## Written request
Reproduce each of the entries below verbatim, line for line.

** begin Data listing **

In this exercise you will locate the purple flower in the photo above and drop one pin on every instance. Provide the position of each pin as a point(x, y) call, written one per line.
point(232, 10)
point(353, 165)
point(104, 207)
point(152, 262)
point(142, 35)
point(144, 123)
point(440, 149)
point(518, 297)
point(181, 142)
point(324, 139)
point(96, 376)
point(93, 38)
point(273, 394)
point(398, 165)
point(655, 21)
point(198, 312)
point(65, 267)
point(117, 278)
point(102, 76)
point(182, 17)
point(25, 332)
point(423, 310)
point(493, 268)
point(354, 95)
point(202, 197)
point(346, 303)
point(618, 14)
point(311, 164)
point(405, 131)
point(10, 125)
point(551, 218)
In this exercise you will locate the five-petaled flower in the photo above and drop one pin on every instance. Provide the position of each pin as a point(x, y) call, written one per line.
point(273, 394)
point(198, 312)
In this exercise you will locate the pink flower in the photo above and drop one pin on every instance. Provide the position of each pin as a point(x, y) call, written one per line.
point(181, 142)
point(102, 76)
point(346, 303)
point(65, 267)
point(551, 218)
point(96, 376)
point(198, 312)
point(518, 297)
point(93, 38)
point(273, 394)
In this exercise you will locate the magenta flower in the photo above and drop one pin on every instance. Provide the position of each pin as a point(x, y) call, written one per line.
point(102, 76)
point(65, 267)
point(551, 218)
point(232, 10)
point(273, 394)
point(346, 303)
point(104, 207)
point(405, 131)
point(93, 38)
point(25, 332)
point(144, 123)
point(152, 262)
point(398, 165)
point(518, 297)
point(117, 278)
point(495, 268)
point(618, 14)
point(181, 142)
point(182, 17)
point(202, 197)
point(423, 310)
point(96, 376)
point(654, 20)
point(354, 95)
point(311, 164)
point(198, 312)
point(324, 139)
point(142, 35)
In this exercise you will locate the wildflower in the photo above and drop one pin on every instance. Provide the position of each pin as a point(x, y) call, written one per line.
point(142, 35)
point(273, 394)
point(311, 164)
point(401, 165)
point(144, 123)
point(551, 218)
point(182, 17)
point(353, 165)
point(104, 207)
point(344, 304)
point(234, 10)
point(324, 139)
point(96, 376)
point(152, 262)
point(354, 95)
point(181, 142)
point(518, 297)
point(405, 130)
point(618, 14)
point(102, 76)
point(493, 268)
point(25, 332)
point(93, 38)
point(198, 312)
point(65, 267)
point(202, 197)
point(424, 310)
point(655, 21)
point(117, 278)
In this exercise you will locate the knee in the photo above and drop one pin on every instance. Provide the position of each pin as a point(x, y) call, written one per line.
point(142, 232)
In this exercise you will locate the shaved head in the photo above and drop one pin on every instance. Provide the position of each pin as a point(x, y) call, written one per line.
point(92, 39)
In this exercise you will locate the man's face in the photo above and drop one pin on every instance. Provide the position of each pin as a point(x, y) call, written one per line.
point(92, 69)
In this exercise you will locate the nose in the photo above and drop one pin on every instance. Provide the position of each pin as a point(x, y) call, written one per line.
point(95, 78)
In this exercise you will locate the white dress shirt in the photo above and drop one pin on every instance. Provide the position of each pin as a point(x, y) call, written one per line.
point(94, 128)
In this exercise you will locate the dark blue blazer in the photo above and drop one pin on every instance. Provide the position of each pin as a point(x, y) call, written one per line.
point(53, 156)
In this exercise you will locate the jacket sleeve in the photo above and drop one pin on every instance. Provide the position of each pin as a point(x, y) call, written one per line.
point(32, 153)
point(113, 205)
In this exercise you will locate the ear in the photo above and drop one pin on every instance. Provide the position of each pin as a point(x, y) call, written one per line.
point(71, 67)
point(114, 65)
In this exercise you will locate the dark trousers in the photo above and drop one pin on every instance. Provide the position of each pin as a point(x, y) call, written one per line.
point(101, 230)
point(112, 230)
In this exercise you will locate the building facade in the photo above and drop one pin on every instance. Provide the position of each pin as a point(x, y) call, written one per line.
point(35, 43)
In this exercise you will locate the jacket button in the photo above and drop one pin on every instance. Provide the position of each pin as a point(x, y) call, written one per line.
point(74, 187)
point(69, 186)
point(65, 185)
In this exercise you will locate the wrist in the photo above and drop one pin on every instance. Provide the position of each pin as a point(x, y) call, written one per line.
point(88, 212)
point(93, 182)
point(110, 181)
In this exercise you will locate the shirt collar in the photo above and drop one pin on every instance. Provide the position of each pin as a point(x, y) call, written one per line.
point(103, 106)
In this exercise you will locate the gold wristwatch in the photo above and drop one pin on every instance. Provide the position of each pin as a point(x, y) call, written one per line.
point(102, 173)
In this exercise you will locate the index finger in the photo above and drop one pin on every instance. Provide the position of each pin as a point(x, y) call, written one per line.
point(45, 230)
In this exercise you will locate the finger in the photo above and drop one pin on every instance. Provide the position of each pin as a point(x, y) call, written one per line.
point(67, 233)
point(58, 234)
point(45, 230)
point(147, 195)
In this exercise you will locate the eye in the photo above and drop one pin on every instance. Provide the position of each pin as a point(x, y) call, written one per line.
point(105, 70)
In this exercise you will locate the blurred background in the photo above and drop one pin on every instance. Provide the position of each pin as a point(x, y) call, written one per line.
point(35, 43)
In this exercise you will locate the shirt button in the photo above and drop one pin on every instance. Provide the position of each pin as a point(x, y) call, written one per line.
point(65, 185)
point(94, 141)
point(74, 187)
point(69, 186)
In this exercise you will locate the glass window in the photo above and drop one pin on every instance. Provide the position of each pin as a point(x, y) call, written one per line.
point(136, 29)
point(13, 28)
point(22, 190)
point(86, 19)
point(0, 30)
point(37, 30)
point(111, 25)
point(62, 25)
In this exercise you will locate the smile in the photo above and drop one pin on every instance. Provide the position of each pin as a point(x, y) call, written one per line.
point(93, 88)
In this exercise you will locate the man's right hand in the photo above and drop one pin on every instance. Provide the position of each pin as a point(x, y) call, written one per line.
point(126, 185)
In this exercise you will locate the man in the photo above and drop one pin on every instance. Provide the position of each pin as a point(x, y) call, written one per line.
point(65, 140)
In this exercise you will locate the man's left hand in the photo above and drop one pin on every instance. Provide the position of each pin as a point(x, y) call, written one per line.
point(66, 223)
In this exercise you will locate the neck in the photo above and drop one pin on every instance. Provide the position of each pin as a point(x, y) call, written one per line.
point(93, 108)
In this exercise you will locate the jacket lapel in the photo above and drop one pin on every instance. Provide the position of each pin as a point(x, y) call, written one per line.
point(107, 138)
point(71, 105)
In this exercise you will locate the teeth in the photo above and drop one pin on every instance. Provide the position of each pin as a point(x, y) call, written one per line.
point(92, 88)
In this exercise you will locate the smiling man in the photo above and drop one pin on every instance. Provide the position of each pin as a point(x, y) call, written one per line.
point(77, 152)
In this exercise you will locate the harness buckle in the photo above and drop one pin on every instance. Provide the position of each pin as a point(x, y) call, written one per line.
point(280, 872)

** end Data listing **

## Answer to the task
In this exercise you will locate the purple flower in the photo above and drop one pin on every instance. Provide the position of each pin as a point(x, y) call, written one per line.
point(232, 10)
point(353, 165)
point(104, 207)
point(152, 262)
point(142, 35)
point(144, 123)
point(440, 149)
point(518, 297)
point(181, 142)
point(324, 139)
point(96, 376)
point(93, 38)
point(273, 394)
point(398, 165)
point(655, 21)
point(198, 312)
point(65, 267)
point(117, 278)
point(102, 76)
point(182, 17)
point(25, 332)
point(423, 310)
point(493, 268)
point(354, 95)
point(202, 197)
point(346, 303)
point(618, 14)
point(311, 164)
point(405, 131)
point(10, 125)
point(551, 218)
In this exercise you will locate the five-petaled flower in the photo above and drop one pin on every instance. Provide the position of each pin as a point(x, y) call, written one per line.
point(273, 394)
point(198, 312)
In this exercise you will locate the pink flower in the photo above and drop one pin on every instance. Provide the position of each pin as a point(x, y) call, written one per line.
point(181, 142)
point(102, 76)
point(346, 303)
point(65, 267)
point(551, 218)
point(96, 376)
point(198, 312)
point(518, 297)
point(93, 38)
point(273, 394)
In this exercise you will locate the magenta flower in the photo above and drop one pin on every instance. Provide the position of each pin as a point(x, y) call, written one per line.
point(102, 76)
point(65, 267)
point(551, 218)
point(232, 10)
point(273, 394)
point(346, 303)
point(104, 207)
point(405, 131)
point(93, 38)
point(25, 332)
point(144, 123)
point(152, 262)
point(398, 165)
point(518, 297)
point(117, 278)
point(495, 268)
point(618, 14)
point(181, 142)
point(182, 17)
point(202, 197)
point(423, 310)
point(96, 376)
point(654, 20)
point(354, 95)
point(311, 164)
point(198, 312)
point(324, 139)
point(142, 35)
In this exercise you will locate the wildflower in the photo above and drop one pin on every instance. Provide the position of each pin as a point(x, y) call, written one per line.
point(142, 35)
point(273, 394)
point(311, 164)
point(401, 165)
point(144, 123)
point(551, 218)
point(182, 17)
point(353, 165)
point(104, 207)
point(344, 304)
point(234, 10)
point(324, 139)
point(96, 376)
point(152, 262)
point(354, 95)
point(181, 142)
point(518, 297)
point(405, 130)
point(618, 14)
point(102, 76)
point(493, 268)
point(25, 332)
point(93, 38)
point(198, 312)
point(65, 267)
point(202, 197)
point(424, 310)
point(655, 21)
point(117, 278)
In this exercise you will locate the knee in the photo above and drop one pin on every instance. Provide the position of each pin as a point(x, y) call, written one per line.
point(142, 232)
In this exercise you will locate the shaved head in the photo above and drop one pin on every instance. Provide the position of each pin as a point(x, y) call, written one per line.
point(92, 39)
In this exercise you will locate the man's face in the photo above and drop one pin on every instance. Provide the position of each pin as a point(x, y) call, written one per line.
point(92, 69)
In this exercise you will locate the nose in the photo above and drop one pin on every instance. Provide the position of each pin as a point(x, y) call, written one per line.
point(95, 78)
In this exercise you will locate the white dress shirt in the photo above and drop one pin on every instance. Provide the position of each pin as a point(x, y) call, written one per line.
point(94, 128)
In this exercise you will locate the dark blue blazer in the photo above and drop one pin on every instance. Provide the position of each pin as a point(x, y) call, written one per line.
point(53, 156)
In this exercise you will locate the jacket sleeve in the photo above and drop one pin on every instance. Provide the position of each pin as a point(x, y) call, written one per line.
point(32, 153)
point(113, 205)
In this exercise you will locate the ear in the photo above and drop one pin on every instance. Provide the position of each pin as a point(x, y) call, written one per line.
point(71, 67)
point(114, 65)
In this exercise you will locate the dark trousers in the photo above and drop one pin on every instance. Provide the position of each pin as a point(x, y) call, written one per line.
point(101, 230)
point(112, 230)
In this exercise you will locate the building facade in the photo above and drop one pin on every instance. Provide the position of each pin as a point(x, y) call, written one per line.
point(35, 43)
In this exercise you will locate the jacket button in the photo above and drop one pin on every instance. Provide the position of each pin as a point(x, y) call, written one per line.
point(74, 187)
point(69, 186)
point(65, 185)
In this exercise you will locate the wrist in the photo above and drop one pin on every instance. Provide the position of each pin as a point(x, y) call, written one per line.
point(88, 212)
point(93, 182)
point(110, 181)
In this exercise you will locate the shirt collar in the photo above and drop one pin on every instance. Provide the position of each pin as a point(x, y) call, written one per line.
point(103, 106)
In this exercise you will locate the gold wristwatch in the photo above and drop one pin on every instance. Provide the position of each pin as a point(x, y) call, written one per line.
point(102, 173)
In this exercise you will locate the index finger in the photo above and drop one pin on every instance. Provide the position of each pin as a point(x, y) call, written one per line.
point(45, 230)
In this exercise you will locate the finger in the photo above and drop one pin on every instance. Provide the position of each pin as a point(x, y) call, written one per line.
point(67, 233)
point(58, 234)
point(45, 230)
point(147, 195)
In this exercise you will locate the eye in the photo above and drop one pin on every instance. Provide the position of each pin as a point(x, y) call, written one per line.
point(105, 70)
In this exercise you will locate the blurred background in the photo above and drop one pin on every instance. Provide the position of each pin as a point(x, y) call, written one per line.
point(35, 43)
In this exercise you will locate the shirt button in the photo above and drop one pin on every instance. Provide the position of each pin as a point(x, y) call, written one per line.
point(65, 185)
point(94, 141)
point(74, 187)
point(69, 186)
In this exercise you will locate the glass window in the photo above and drop one pin on every instance. Provide the position of each pin as a point(x, y) call, written one per line.
point(136, 29)
point(13, 28)
point(22, 190)
point(86, 19)
point(0, 30)
point(37, 30)
point(111, 25)
point(62, 25)
In this exercise you will locate the smile in the photo above and drop one pin on every instance. Provide the position of each pin as a point(x, y) call, written one per line.
point(93, 88)
In this exercise you will locate the man's right hand in the photo above and drop one pin on every instance. Provide the position of each pin as a point(x, y) call, written one per line.
point(126, 185)
In this exercise you will locate the man in the photo above and drop one pin on every instance. Provide the position of each pin as a point(x, y) call, written one per line.
point(65, 140)
In this exercise you will locate the man's left hand in the photo above and drop one pin on every instance. Provide the position of each pin as a point(x, y) call, written one per line.
point(66, 223)
In this exercise you will locate the neck in the photo above and drop one pin on every instance. Provide the position of each pin as a point(x, y) call, written one per line.
point(93, 108)
In this exercise you will locate the jacket lapel in the photo above and drop one pin on every instance. Provide the position of each pin as a point(x, y) call, written one per line.
point(107, 138)
point(71, 105)
In this exercise you will locate the teeth in the photo above and drop one pin on every instance. Provide the position of each pin as a point(x, y) call, written one per line.
point(92, 88)
In this exercise you will locate the smiling man in the photo above and drop one pin on every instance. Provide the position of each pin as a point(x, y) call, written one per line.
point(77, 152)
In this exercise you will locate the harness buckle in the photo above and drop one pin on every instance. Provide the position of each pin as a point(x, y) call, written one per line.
point(280, 872)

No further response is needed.